┌──

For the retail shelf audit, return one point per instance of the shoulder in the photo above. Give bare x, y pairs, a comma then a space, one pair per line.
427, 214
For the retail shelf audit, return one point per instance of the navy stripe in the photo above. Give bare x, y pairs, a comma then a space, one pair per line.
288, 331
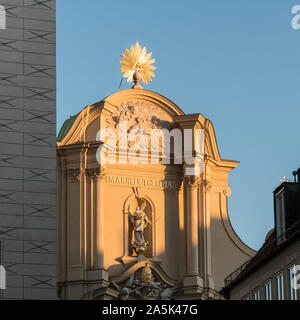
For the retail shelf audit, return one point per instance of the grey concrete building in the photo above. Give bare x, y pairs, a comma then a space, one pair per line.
27, 149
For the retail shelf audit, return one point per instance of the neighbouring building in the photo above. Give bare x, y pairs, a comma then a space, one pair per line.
28, 148
142, 231
274, 272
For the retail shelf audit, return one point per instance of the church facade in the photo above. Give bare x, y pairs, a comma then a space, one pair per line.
144, 229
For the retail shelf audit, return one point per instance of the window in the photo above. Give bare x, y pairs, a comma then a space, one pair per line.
280, 286
293, 282
268, 290
256, 295
280, 216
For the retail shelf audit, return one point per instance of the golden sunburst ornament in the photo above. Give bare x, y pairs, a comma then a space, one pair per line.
137, 65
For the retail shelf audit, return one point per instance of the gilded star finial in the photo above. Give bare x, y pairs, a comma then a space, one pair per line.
284, 179
137, 65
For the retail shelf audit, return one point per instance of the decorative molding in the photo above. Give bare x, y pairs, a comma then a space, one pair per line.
192, 181
99, 172
75, 173
207, 184
227, 192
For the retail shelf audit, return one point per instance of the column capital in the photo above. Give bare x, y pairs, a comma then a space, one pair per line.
75, 173
192, 181
98, 172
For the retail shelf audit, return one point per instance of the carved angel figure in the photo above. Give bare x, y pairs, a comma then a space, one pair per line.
139, 221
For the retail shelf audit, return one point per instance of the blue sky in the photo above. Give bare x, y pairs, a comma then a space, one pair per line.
234, 61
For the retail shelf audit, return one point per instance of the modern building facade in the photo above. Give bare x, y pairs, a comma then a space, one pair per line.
27, 148
144, 230
270, 274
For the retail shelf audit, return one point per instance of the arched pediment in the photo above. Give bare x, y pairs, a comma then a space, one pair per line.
148, 104
140, 108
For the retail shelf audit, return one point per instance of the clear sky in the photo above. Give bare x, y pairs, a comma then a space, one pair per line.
234, 61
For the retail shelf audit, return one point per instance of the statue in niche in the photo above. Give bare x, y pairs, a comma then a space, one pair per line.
139, 221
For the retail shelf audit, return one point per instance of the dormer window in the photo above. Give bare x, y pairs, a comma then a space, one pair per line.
280, 216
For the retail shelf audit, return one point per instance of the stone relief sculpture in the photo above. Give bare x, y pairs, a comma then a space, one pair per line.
139, 221
137, 115
144, 285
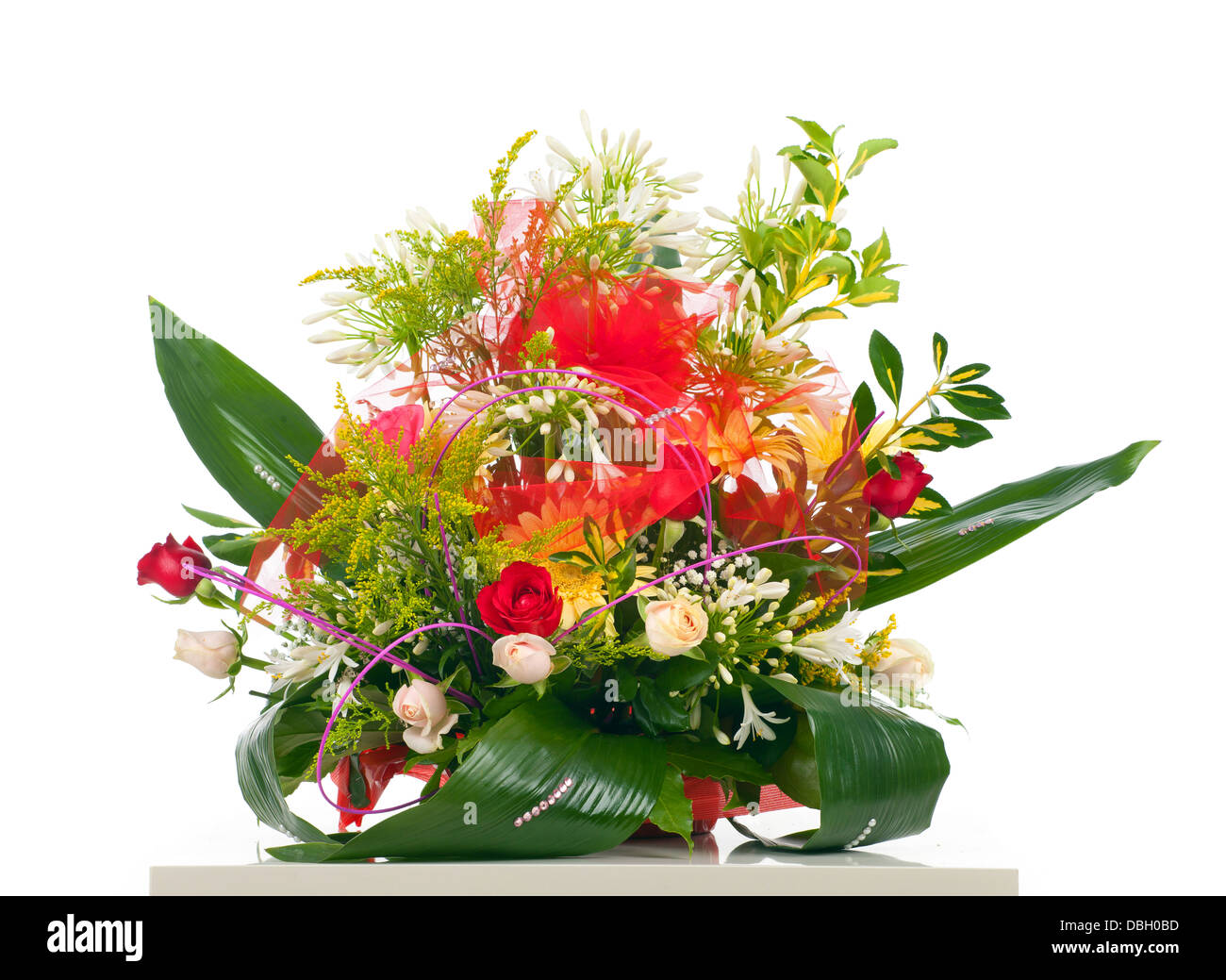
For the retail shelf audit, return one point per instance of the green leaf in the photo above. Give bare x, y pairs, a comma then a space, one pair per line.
656, 711
969, 373
682, 673
216, 521
311, 852
519, 762
931, 550
873, 290
870, 762
234, 419
260, 783
863, 407
977, 401
711, 760
838, 268
939, 351
236, 548
886, 366
869, 150
818, 136
928, 505
673, 812
875, 256
820, 179
942, 432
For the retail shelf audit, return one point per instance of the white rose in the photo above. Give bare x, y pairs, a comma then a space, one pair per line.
525, 656
910, 664
211, 653
423, 707
674, 625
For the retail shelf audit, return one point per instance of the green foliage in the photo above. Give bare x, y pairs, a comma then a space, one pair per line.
617, 781
869, 766
933, 548
244, 429
673, 812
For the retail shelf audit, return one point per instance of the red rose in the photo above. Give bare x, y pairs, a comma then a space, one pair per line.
168, 566
893, 498
400, 427
522, 601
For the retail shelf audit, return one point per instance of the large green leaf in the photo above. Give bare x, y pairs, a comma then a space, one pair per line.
865, 762
260, 783
942, 545
233, 417
519, 762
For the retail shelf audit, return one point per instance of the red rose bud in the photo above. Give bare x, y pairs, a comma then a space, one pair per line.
170, 566
893, 498
522, 601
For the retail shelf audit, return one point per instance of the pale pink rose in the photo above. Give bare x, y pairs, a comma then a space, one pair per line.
423, 707
908, 662
525, 656
212, 653
674, 625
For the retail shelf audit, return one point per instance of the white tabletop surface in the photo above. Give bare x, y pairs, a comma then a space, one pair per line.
723, 862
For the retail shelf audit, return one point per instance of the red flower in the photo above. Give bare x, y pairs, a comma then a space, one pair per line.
167, 566
400, 427
522, 601
893, 498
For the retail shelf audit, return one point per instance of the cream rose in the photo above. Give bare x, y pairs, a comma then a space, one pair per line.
212, 653
525, 656
423, 707
910, 664
674, 625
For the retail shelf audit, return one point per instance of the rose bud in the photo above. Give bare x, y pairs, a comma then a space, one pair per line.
522, 601
910, 662
423, 707
674, 625
170, 567
212, 653
893, 498
525, 656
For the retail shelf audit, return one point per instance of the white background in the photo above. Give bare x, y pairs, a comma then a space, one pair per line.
1057, 199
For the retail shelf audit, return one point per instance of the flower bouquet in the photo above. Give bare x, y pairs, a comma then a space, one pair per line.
600, 542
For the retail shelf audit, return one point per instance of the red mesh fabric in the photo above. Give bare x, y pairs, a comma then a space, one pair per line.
378, 768
709, 800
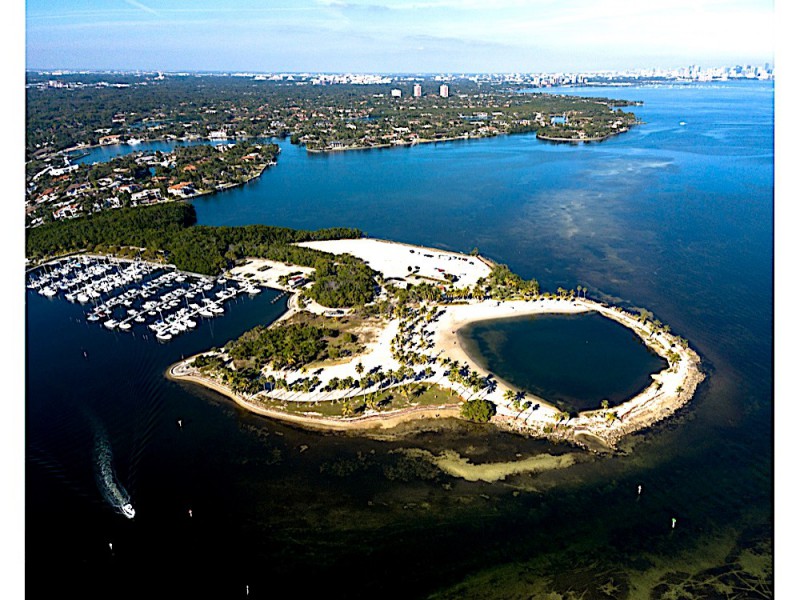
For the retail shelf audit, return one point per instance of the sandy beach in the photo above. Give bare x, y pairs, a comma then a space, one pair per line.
438, 339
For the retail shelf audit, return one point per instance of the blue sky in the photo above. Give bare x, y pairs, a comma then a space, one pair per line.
396, 35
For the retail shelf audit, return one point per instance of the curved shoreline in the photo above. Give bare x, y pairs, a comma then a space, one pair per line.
370, 421
672, 388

└──

What is needed:
Every line above should be repeated exactly; pictures stay out of the copy.

Solution to the exercise:
For the retail shelf audit, return one point per instance of the shoulder in the photo above. Give bare x, y pairs, a comma then a space, one pair per line.
427, 214
For the retail shelf audit, return one point per instance of the navy stripe in the photo above. Give bare x, y pairs, a comma then a space, one pair per line.
288, 331
For the retail shelf audit, return one point per instance of the grey concrete building in the photo above. Give bare x, y pairs, a comma then a space, one pair per line.
27, 149
For the retail shelf audit, return one point per instance of the neighbouring building in the photo above. Give bare x, y pairs, a comma then a space, one pair per line.
28, 148
142, 231
274, 272
For the retail shelf audit, return one point per instance of the church facade in the photo above. Give bare x, y pairs, a comma then a space, one pair per line.
144, 229
For the retail shelf audit, return one point per instance of the window in the photo above. Give bare x, y pairs, a comma then a space, one pair per line.
280, 286
293, 282
268, 290
256, 295
280, 216
For the retail shelf audit, return one point per instance of the golden sunburst ornament in the photo above. Give bare x, y pairs, a comma then a space, one pair per line.
137, 65
For the retail shelf audit, return one point per instance of the gilded star finial in the photo above. Give bare x, y pairs, a comma then a space, one pair per line.
284, 179
137, 65
For the retail shelf audit, return one point per instance of the decorative molding in the photo above. Give bare x, y pairs, a comma then a space, one pair per line.
192, 181
99, 172
75, 173
207, 184
227, 192
For the retail shelf audit, return one point per instance of the column capital in the photo above. Give bare x, y pairs, a comma then a space, one pair per line.
75, 173
192, 181
98, 172
For the retail shelf audit, return one point per instance of the carved angel figure in the photo above. Give bare x, y pairs, a comma then a space, one pair per line.
139, 221
For the retail shelf audit, return one point per instance of the blue sky in the photo above. Give bare x, y pairs, a comma then a space, one pair per line.
234, 61
For the retail shelf audit, return one point per instance of the modern building facade in the photo above. Give bare x, y pairs, a comma then a space, one pair per line.
27, 148
144, 230
270, 274
For the retail shelf audit, return one point per instance of the arched pediment in the photo above. Give bare x, y pairs, a comma then a space, one pair per line.
148, 104
140, 108
For the retail shelf audit, return one point per instance of the clear sky in the photo above. Give bare x, y pairs, a comma then a space, one pair per line.
234, 61
For the retail shelf audit, return one point per instance of the statue in niche in the photo above. Give bare x, y pairs, a comma then a space, one pair per line.
139, 221
For the retail shelf audit, return one point per instance of the dormer window in the photo above. Give bare x, y pairs, a comma then a space, one pair per line.
280, 216
For the retail shelf audit, return one point per instance of the stone relief sculpture in the photo above. Give bare x, y pairs, a comma then a space, one pair per line.
139, 221
137, 115
144, 285
For the retail shelf audit, return one point per instance of the green leaf in the photo above. Give bare x, y pairs, a comma then a space, one pair per line.
656, 711
969, 373
682, 673
216, 521
311, 852
519, 762
931, 550
873, 290
870, 762
234, 419
260, 783
863, 407
977, 401
711, 760
838, 268
939, 351
236, 548
886, 366
869, 150
818, 136
928, 505
673, 812
875, 256
820, 179
942, 432
For the retail shelf audit, return one point per instance of the white rose in the photo above. Give bare x, y pairs, a comma then a space, one pair per line.
525, 656
910, 664
211, 653
423, 707
674, 625
For the retail shelf audit, return one point per instance of the green foliage in the photo above. Give bare x, y pairs, a comma then a space, one pair per line.
617, 781
869, 766
933, 548
244, 429
673, 812
For the retail shelf audit, return one point per instance of the red rose in the photo above. Give bare x, y pairs, a comma then a space, one pair per line.
168, 566
893, 498
400, 427
522, 601
For the retail shelf audit, return one point per instance of the large green leaf in the photo above. Give bare x, y pairs, a comma then a space, one pair per line.
865, 762
260, 783
942, 545
233, 417
519, 762
For the retail shelf audit, return one point per instance of the red rose bud in the photo above. Give bare x, y pairs, a comma then a space, one pair per line.
170, 566
893, 498
522, 601
For the retail shelf audit, return one point per instance of the pale pink rose in the photo above. Give bare x, y pairs, a comma then a space, one pair per line.
423, 707
908, 662
525, 656
212, 653
674, 625
For the retail shelf audit, return one point per instance of the white tabletop surface in the photo above. Give bare x, y pairs, a comma then a space, one pair per line.
723, 862
For the retail shelf audit, return one point per instance of the red flower in the photo above. Give bare x, y pairs, a comma then a space, one pair per line.
167, 566
400, 427
522, 601
893, 498
For the retail shelf audit, return one point per instance of the cream rose in the photo above. Give bare x, y pairs, a comma then a space, one pair per line.
212, 653
525, 656
423, 707
910, 664
674, 625
For the retail shelf audit, return one point per instance of the rose bud in the photo above. Give bare x, y pairs, a comma then a space, one pair per line.
522, 601
910, 662
423, 707
674, 625
170, 567
212, 653
893, 498
525, 656
For the retail shelf audit, return one point per instance of the white background in the photo above. Give bare x, y pairs, a comma then a space, one pair per line.
1057, 199
For the retail shelf audit, return one point per instance of the flower bouquet in the photo above. Give bare x, y pairs, a comma then a space, one pair per line.
600, 542
For the retail shelf audit, return one point per instance of the red mesh fabric in the photo above. Give bare x, y pairs, a comma then a space, one pair per line.
378, 768
709, 800
For the retail shelf audit, return one point per instance of the sandy beach in the photo above. Give bare x, y pairs, a comma then a space, one pair per line.
438, 339
For the retail shelf audit, return one point per instance of the blue sky in the photo above. Give bare x, y pairs, a comma then a space, one pair per line.
396, 35
For the retail shelf audit, return one point per instance of the curved shoreline in the photo above. Give bare x, y pairs, a comma then a space, one pair per line.
370, 421
672, 388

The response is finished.